- _What the task asks_:
Rename "rough mask" to "coarse mask" in the data, from the line containing "rough mask: <svg" through the end of the data, and give only those lines with nothing else changed.

- _Saved entries_:
—————

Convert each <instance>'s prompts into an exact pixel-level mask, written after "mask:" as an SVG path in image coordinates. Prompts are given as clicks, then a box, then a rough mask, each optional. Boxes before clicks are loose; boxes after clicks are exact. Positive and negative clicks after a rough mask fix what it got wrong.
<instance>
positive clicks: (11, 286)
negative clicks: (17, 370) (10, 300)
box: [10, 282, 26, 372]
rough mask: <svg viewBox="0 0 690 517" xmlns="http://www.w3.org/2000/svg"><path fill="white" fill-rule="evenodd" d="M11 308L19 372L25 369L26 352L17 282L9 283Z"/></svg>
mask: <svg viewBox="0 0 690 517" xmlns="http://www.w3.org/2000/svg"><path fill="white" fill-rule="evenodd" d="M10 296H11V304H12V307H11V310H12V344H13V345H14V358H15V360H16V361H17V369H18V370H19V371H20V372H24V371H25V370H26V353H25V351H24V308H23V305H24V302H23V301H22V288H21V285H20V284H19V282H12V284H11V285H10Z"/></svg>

—————

- _Solution to the problem_:
coarse mask: <svg viewBox="0 0 690 517" xmlns="http://www.w3.org/2000/svg"><path fill="white" fill-rule="evenodd" d="M11 308L19 372L25 369L26 352L17 282L9 283Z"/></svg>
mask: <svg viewBox="0 0 690 517" xmlns="http://www.w3.org/2000/svg"><path fill="white" fill-rule="evenodd" d="M10 296H11V304H12V307H11V310H12V344H13V345H14V358H15V360H16V361H17V369H18V370H19V371H20V372H24V371H25V370H26V353H25V351H24V308H23V305H24V302H23V301H22V288H21V285H20V284H19V282H12V284H11V285H10Z"/></svg>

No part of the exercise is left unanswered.